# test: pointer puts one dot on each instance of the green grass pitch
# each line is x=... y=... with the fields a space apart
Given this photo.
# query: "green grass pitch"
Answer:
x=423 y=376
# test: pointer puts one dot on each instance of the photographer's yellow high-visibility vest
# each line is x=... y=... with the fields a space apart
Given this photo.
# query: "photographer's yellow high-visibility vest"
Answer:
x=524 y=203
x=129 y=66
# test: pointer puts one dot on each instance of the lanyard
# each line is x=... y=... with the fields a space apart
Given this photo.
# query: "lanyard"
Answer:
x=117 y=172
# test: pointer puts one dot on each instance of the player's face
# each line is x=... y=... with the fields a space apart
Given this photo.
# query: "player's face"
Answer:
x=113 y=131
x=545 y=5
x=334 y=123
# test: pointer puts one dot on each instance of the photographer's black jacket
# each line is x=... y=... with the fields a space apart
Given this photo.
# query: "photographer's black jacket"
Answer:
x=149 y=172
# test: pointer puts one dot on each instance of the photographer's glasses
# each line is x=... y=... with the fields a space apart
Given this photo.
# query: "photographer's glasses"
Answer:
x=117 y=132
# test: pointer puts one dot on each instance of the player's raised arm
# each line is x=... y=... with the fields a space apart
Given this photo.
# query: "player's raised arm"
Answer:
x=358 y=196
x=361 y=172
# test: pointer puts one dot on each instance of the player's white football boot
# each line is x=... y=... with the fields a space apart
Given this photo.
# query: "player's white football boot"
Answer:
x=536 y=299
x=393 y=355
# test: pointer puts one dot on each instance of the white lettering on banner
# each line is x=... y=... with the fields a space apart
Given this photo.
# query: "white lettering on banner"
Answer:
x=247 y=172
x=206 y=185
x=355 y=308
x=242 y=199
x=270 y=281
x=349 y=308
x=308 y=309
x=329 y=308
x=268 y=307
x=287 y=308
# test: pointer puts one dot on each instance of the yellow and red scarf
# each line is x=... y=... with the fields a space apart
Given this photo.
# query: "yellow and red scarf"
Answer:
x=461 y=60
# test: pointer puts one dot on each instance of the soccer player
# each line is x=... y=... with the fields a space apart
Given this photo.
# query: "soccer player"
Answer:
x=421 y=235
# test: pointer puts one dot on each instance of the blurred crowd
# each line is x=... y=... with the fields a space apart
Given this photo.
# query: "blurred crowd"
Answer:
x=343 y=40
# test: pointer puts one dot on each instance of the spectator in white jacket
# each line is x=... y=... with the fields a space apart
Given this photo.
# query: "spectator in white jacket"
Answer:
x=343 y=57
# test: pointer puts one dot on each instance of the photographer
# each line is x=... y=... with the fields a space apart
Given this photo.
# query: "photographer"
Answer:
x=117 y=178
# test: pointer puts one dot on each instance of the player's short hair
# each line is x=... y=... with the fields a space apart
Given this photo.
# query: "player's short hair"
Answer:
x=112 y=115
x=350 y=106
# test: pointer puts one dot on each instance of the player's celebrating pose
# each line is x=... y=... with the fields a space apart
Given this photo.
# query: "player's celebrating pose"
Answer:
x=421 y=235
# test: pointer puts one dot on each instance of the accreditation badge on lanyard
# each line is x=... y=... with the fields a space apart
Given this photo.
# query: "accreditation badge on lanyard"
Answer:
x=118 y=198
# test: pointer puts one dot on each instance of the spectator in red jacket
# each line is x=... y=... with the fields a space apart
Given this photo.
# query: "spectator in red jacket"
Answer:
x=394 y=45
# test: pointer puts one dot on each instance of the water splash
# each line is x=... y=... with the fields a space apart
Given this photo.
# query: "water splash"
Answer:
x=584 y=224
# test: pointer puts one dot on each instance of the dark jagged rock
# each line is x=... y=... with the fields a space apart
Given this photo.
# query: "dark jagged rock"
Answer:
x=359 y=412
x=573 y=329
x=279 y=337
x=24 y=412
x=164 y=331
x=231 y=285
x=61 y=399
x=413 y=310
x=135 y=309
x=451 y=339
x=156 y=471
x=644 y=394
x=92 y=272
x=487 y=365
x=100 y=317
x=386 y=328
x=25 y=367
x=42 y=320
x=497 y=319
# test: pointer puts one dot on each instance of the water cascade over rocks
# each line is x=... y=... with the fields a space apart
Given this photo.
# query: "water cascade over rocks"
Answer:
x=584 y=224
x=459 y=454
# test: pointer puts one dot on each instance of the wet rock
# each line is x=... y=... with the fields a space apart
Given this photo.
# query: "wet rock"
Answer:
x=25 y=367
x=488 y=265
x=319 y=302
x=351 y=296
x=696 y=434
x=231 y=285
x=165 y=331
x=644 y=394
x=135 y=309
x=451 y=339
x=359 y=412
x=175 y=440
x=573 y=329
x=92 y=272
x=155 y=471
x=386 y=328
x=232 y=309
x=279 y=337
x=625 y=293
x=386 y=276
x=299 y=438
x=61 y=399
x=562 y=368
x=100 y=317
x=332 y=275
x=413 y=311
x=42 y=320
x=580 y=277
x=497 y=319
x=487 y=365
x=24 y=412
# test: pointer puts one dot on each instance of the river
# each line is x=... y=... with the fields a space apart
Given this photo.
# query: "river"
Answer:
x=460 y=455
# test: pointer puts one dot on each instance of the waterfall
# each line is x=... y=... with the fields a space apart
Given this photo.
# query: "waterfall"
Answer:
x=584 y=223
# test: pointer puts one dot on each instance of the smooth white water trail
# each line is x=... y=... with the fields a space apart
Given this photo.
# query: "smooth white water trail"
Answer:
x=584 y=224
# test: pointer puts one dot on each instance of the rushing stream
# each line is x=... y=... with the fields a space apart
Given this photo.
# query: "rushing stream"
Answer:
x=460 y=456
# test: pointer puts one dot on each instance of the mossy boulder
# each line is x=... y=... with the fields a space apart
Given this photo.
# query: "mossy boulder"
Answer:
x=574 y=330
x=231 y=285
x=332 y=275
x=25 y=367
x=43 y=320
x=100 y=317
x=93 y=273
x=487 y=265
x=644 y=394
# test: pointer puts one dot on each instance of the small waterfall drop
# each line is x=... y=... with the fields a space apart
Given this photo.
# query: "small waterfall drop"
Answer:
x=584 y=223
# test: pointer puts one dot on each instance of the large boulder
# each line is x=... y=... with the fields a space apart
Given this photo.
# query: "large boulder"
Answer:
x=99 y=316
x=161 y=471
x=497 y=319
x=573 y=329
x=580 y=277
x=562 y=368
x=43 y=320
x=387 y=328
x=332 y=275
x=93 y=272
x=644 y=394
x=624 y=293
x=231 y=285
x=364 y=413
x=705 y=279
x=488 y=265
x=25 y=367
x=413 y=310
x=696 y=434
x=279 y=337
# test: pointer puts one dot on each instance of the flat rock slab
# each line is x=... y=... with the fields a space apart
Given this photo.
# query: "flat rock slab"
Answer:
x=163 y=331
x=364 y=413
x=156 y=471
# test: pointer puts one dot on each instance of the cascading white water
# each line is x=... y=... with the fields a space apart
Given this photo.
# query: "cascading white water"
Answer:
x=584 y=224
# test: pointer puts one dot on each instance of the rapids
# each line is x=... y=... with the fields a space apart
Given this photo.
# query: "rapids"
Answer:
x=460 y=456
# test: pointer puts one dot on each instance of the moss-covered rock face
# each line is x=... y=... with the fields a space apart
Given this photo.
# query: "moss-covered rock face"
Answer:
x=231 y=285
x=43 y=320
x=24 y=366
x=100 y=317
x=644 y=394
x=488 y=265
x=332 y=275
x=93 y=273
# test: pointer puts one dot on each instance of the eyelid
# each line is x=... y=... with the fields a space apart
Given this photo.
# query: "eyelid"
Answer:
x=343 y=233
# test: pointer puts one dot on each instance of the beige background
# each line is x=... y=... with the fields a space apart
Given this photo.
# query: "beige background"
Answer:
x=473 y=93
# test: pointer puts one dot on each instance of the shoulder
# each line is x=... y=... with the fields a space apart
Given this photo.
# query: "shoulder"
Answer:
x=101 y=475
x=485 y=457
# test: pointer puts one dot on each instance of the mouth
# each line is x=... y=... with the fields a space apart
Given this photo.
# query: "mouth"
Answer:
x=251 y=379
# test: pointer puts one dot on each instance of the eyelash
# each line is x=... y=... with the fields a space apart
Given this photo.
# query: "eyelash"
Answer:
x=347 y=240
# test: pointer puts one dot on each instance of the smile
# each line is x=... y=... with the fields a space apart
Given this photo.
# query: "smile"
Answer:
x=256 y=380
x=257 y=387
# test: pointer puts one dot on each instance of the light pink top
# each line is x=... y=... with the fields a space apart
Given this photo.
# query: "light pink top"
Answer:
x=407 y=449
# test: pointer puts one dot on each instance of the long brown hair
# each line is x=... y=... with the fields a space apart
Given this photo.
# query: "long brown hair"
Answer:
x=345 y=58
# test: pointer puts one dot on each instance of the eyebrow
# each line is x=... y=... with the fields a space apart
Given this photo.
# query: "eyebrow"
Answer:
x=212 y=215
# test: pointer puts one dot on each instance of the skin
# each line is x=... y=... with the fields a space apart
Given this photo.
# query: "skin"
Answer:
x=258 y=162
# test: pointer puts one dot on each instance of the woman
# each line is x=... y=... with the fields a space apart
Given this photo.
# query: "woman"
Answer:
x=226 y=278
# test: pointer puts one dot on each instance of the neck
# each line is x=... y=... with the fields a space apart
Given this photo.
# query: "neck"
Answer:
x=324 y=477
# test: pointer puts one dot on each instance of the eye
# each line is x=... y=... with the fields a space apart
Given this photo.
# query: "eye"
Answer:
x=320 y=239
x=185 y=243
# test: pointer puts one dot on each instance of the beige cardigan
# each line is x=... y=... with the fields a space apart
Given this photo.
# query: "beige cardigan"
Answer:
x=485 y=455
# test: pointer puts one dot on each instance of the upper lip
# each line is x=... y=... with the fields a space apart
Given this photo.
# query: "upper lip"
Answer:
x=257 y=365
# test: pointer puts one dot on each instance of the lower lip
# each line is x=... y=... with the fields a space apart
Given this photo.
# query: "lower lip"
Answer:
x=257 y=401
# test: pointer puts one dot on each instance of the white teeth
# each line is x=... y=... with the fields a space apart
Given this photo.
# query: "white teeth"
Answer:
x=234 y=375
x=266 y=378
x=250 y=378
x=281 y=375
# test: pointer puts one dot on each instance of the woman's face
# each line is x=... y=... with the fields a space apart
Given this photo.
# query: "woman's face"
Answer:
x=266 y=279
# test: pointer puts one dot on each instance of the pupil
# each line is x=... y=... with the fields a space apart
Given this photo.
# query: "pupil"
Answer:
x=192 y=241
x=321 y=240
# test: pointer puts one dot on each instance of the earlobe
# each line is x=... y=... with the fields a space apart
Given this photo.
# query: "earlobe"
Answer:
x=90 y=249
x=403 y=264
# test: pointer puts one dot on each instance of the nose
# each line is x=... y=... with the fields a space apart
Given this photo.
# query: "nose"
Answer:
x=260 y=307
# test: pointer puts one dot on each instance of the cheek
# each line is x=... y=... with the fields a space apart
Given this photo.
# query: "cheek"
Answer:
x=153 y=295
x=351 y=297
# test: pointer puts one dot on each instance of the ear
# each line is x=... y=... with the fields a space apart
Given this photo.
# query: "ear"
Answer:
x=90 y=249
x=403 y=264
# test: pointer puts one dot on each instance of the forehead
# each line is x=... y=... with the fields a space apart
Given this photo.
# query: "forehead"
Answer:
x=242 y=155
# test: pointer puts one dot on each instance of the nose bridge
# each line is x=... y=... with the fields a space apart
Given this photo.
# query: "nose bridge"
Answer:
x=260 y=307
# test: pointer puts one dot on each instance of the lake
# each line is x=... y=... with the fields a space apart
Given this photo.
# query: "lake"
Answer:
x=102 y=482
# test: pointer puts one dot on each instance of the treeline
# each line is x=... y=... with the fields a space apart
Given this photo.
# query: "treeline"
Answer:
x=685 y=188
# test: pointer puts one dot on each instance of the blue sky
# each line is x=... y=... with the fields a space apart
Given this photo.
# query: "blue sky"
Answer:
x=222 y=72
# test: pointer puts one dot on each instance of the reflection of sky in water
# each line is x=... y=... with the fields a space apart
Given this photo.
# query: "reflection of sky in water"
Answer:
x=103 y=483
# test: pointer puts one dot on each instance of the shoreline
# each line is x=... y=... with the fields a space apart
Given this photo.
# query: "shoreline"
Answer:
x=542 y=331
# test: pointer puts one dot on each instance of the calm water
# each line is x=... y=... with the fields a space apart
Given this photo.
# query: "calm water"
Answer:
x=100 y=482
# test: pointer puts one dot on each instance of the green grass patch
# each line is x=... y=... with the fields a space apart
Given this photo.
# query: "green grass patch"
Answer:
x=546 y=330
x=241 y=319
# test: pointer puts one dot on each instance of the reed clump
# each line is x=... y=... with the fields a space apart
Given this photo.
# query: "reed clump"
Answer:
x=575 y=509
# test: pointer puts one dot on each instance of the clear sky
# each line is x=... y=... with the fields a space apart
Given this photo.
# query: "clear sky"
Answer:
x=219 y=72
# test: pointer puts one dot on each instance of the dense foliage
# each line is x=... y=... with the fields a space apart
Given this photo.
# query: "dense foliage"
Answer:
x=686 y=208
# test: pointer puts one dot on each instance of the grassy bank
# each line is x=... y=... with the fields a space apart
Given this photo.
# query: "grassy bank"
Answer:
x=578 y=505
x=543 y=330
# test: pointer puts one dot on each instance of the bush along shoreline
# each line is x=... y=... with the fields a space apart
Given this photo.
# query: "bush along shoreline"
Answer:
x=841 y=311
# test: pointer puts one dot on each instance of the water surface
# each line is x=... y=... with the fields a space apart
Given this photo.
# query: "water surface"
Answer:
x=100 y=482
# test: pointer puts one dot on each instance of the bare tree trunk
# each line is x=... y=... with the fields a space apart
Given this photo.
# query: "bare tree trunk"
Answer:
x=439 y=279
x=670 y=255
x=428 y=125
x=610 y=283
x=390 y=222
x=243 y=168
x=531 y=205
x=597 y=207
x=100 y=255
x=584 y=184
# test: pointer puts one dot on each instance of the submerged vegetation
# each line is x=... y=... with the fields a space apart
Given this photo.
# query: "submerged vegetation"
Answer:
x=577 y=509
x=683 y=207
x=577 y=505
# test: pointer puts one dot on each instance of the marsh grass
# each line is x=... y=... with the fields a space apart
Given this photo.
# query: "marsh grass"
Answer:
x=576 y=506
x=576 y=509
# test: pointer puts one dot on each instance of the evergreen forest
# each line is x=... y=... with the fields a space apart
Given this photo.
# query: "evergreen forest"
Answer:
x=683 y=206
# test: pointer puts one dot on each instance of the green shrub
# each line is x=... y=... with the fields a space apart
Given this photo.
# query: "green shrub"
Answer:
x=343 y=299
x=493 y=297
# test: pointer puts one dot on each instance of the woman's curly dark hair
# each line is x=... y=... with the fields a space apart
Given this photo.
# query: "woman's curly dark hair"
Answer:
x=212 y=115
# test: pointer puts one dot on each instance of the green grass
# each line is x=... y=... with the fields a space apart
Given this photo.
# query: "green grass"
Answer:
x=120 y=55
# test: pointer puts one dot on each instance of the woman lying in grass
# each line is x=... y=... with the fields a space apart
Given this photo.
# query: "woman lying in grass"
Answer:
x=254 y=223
####################
TASK STATEMENT: Please retype, character for character, the part of the records that opens with their first line and closes with the line containing "x=423 y=376", including both of those lines.

THE COMPLETED TASK:
# test: pointer puts one dot on each instance of the green grass pitch
# each line is x=... y=... with the fields a space apart
Given this photo.
# query: "green grass pitch"
Answer:
x=423 y=376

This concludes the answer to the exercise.